> **EXERCISE REQUIREMENTS**
Only an exact, line-for-line copy of the data will serve as the answer.

Dataset entries:
★ ★ ★ ★
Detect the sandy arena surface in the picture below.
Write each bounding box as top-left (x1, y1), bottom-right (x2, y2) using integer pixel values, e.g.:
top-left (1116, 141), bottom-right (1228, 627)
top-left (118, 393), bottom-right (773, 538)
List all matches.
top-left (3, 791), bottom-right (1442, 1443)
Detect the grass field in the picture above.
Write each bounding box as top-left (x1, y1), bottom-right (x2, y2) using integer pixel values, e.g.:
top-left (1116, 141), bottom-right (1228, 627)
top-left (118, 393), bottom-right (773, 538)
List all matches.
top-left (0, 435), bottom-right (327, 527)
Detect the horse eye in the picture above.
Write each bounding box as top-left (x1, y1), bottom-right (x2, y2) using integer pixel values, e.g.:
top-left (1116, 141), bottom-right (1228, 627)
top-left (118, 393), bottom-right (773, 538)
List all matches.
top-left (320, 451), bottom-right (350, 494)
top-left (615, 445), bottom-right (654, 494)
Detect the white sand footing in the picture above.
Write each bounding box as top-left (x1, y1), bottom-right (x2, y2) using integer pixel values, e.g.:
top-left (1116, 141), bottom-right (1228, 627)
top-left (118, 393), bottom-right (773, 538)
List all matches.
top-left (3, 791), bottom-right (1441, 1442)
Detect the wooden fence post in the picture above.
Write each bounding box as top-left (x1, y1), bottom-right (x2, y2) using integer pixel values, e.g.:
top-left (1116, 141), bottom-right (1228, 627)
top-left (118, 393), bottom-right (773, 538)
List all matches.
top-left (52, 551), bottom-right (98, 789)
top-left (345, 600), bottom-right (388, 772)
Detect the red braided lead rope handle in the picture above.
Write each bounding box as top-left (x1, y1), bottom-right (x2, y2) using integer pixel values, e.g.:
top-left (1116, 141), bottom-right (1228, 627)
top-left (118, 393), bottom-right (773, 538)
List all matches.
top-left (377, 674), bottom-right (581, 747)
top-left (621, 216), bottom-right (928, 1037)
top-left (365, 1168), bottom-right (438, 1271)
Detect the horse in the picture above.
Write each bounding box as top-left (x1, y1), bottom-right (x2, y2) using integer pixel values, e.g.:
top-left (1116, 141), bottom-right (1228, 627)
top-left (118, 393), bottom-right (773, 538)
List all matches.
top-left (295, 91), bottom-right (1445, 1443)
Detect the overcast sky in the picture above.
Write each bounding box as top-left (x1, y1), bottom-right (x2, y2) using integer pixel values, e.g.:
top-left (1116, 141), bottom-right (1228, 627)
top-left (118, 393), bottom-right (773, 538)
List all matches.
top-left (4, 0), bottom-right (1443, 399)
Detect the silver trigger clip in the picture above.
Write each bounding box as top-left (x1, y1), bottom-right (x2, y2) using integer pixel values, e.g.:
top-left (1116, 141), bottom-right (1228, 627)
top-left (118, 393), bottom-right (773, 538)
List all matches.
★ ★ ★ ★
> **OUTPUT FOR THIS TASK**
Detect the sandy arena surface in the picture below.
Write each bounding box as top-left (x1, y1), bottom-right (x2, y2) using integer pixel values, e.g.:
top-left (1116, 141), bottom-right (1228, 627)
top-left (118, 393), bottom-right (773, 538)
List all matches.
top-left (3, 791), bottom-right (1442, 1443)
Detect the grass field in the picture above.
Write each bounding box as top-left (x1, y1), bottom-right (x2, y2) using integer pixel values, e.g.:
top-left (1116, 141), bottom-right (1228, 627)
top-left (118, 393), bottom-right (773, 538)
List all matches.
top-left (0, 435), bottom-right (327, 527)
Detect the horse eye in the picture above.
Write each bounding box as top-left (x1, y1), bottom-right (x2, y2) using integer pixel values, e.g.:
top-left (1116, 141), bottom-right (1228, 627)
top-left (118, 393), bottom-right (773, 538)
List all matches.
top-left (320, 451), bottom-right (350, 494)
top-left (615, 445), bottom-right (654, 494)
Detect the white sand footing in the picture above.
Write each bounding box as top-left (x1, y1), bottom-right (x2, y2) using integer pixel values, e.g.:
top-left (1116, 141), bottom-right (1228, 627)
top-left (118, 393), bottom-right (773, 538)
List all matches.
top-left (3, 791), bottom-right (1441, 1442)
Detect the wooden fence post in the picture above.
Write each bounding box as top-left (x1, y1), bottom-right (x2, y2) using integer pixel values, e.g.:
top-left (1116, 141), bottom-right (1228, 627)
top-left (118, 393), bottom-right (773, 538)
List all matches.
top-left (52, 551), bottom-right (98, 789)
top-left (345, 600), bottom-right (388, 772)
Detect the red braided lead rope handle in the picture above.
Write each bounding box as top-left (x1, y1), bottom-right (x2, y2) using integer pixel values, e.g.:
top-left (1116, 141), bottom-right (1228, 627)
top-left (118, 393), bottom-right (773, 538)
List all matches.
top-left (377, 674), bottom-right (581, 747)
top-left (621, 216), bottom-right (928, 1037)
top-left (365, 1168), bottom-right (438, 1271)
Detect the horse in the picture above.
Write each bounding box as top-left (x1, y1), bottom-right (x2, y2) using integer pixel values, e.g.:
top-left (1116, 141), bottom-right (1228, 627)
top-left (118, 393), bottom-right (773, 538)
List all matches.
top-left (295, 91), bottom-right (1445, 1443)
Detect the overcast sky in the picture above.
Write each bounding box as top-left (x1, y1), bottom-right (x2, y2) using integer pixel values, e.g.:
top-left (1116, 141), bottom-right (1228, 627)
top-left (118, 393), bottom-right (773, 538)
List all matches.
top-left (4, 0), bottom-right (1443, 399)
Detect the silver trigger clip in the picture above.
Write each bounding box as top-left (x1, y1), bottom-right (x2, y2) using integer pixel values, e.g.:
top-left (1116, 141), bottom-right (1228, 627)
top-left (118, 393), bottom-right (773, 538)
List all matches.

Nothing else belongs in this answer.